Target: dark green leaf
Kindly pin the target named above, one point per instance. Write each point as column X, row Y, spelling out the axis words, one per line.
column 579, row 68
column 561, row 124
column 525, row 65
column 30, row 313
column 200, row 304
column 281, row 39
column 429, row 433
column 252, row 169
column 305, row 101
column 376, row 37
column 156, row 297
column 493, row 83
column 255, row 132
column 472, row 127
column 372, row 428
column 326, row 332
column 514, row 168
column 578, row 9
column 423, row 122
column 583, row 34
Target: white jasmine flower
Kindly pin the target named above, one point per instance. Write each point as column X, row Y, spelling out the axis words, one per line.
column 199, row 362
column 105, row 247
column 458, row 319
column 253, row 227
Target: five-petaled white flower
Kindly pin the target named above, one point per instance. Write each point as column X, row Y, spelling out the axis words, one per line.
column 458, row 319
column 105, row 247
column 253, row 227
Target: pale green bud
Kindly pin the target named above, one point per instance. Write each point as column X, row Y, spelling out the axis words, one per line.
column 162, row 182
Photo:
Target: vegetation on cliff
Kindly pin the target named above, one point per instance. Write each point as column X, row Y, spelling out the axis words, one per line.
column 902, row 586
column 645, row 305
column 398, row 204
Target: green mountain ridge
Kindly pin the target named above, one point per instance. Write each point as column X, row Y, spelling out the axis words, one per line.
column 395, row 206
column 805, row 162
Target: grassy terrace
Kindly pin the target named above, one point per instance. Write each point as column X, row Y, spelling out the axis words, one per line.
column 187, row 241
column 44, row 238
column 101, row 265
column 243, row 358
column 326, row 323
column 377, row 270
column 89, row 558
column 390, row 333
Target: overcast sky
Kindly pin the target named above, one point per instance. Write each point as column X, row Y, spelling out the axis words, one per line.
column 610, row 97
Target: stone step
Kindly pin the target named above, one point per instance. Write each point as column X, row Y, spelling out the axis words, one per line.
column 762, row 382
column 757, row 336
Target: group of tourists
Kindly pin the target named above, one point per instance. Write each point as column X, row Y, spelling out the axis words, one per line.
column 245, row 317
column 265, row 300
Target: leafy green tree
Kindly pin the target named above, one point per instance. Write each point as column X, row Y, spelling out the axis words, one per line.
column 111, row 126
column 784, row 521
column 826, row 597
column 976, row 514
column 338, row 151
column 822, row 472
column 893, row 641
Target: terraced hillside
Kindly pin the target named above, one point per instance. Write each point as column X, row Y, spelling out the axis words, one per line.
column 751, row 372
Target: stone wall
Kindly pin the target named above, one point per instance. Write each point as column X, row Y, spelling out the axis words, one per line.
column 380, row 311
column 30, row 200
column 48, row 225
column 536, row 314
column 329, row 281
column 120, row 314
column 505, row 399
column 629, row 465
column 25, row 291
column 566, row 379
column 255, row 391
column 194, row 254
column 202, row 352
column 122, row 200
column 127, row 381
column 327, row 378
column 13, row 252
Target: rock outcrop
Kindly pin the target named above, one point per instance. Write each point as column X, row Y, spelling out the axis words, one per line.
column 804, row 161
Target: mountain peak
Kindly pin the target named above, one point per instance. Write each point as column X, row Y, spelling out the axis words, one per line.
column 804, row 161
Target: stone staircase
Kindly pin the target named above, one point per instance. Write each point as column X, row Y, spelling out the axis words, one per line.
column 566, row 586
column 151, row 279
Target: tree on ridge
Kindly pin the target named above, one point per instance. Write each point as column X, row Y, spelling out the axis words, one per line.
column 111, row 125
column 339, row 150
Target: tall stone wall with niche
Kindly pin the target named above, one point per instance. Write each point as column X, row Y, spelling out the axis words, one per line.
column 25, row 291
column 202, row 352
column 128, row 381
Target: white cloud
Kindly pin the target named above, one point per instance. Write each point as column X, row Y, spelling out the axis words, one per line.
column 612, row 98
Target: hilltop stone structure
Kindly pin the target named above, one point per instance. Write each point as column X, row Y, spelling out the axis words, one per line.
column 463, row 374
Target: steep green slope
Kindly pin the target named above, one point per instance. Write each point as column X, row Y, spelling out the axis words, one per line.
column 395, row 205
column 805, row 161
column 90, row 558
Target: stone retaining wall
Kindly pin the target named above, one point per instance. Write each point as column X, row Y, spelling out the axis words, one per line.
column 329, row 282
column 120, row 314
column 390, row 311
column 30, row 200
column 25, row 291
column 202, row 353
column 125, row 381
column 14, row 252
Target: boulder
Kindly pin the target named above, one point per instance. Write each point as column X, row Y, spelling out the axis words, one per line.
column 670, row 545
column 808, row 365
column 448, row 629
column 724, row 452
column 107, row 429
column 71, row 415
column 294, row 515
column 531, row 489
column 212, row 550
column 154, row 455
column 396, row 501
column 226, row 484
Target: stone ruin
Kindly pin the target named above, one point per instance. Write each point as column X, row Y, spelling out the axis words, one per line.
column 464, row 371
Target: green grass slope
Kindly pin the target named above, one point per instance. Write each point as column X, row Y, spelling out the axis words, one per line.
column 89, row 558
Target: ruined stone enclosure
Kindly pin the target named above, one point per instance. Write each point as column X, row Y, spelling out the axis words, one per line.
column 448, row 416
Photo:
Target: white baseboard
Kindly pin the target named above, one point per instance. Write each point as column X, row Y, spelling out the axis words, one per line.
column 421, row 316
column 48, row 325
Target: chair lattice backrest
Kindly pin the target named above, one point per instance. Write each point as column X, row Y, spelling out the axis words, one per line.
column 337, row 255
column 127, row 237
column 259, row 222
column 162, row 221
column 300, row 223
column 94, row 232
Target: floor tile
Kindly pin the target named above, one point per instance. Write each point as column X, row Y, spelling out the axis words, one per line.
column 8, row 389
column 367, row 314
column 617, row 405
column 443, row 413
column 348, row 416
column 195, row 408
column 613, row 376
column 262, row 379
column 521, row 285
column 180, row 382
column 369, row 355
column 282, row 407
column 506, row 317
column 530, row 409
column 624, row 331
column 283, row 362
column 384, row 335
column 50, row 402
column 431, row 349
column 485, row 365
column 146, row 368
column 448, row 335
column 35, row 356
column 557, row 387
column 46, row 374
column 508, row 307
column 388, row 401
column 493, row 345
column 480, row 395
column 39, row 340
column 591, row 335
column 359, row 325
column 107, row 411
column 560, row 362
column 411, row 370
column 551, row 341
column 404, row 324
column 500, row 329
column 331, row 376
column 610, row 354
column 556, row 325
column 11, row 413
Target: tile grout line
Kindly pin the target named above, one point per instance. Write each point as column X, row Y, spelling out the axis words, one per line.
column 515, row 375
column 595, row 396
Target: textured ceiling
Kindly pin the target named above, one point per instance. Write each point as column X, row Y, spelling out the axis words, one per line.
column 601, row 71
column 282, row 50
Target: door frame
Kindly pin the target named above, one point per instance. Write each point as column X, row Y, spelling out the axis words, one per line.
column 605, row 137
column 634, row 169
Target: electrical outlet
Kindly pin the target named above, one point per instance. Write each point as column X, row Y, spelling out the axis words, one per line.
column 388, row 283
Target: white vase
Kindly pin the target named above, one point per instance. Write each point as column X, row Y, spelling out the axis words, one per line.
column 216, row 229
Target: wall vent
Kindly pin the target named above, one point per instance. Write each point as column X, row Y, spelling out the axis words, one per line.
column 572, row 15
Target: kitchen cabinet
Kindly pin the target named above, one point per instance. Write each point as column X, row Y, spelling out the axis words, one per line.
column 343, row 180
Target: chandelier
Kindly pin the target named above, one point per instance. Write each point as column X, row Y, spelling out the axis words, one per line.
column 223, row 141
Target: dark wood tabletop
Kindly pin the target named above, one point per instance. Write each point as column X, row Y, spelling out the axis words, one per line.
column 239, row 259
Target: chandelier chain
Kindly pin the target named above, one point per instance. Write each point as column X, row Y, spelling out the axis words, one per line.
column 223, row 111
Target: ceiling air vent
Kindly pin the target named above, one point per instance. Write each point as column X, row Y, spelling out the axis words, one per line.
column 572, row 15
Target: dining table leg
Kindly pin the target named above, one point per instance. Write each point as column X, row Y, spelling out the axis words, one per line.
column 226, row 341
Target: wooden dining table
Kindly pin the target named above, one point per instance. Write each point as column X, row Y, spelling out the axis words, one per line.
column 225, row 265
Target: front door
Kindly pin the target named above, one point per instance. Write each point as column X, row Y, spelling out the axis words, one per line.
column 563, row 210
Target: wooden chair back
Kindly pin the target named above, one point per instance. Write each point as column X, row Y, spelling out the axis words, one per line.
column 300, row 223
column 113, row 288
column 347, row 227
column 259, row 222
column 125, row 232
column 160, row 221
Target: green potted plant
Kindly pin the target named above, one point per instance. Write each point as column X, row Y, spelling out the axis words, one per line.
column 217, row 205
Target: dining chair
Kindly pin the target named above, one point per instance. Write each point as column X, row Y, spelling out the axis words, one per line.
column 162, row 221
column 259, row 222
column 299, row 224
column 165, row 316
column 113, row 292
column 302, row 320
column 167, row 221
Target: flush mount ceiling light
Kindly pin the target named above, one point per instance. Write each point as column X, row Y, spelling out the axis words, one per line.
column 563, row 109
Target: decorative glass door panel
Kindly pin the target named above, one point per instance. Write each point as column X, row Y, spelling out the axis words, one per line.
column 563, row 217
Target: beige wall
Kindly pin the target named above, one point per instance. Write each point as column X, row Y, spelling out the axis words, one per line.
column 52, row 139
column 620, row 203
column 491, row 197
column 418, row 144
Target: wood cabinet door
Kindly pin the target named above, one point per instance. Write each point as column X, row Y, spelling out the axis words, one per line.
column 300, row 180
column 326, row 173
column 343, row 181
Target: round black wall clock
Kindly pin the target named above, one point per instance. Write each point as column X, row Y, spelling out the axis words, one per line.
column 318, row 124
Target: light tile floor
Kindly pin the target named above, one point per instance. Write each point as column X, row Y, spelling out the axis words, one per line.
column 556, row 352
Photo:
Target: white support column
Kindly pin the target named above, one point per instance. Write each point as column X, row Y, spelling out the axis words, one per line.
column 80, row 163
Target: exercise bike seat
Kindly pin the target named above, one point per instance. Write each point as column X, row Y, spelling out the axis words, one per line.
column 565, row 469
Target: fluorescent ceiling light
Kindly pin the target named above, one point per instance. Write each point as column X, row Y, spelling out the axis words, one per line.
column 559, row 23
□ □ □ □
### Aim
Turn the records into a numbered list, starting at the very first line and ending at the line that contains "column 583, row 34", with both of those lines included. Leave out any blank lines.

### Worked solution
1. Target: dark green leaf
2. Kindly pin the target named above, one point per instance. Write each point as column X, row Y, spelling out the axis words, one per line.
3. column 579, row 68
4. column 561, row 124
5. column 525, row 65
6. column 30, row 313
7. column 200, row 304
8. column 281, row 39
9. column 429, row 433
10. column 252, row 169
11. column 305, row 101
12. column 376, row 37
13. column 156, row 297
14. column 493, row 83
15. column 255, row 132
16. column 472, row 127
17. column 372, row 428
18. column 326, row 332
19. column 514, row 168
20. column 578, row 9
21. column 423, row 122
22. column 583, row 34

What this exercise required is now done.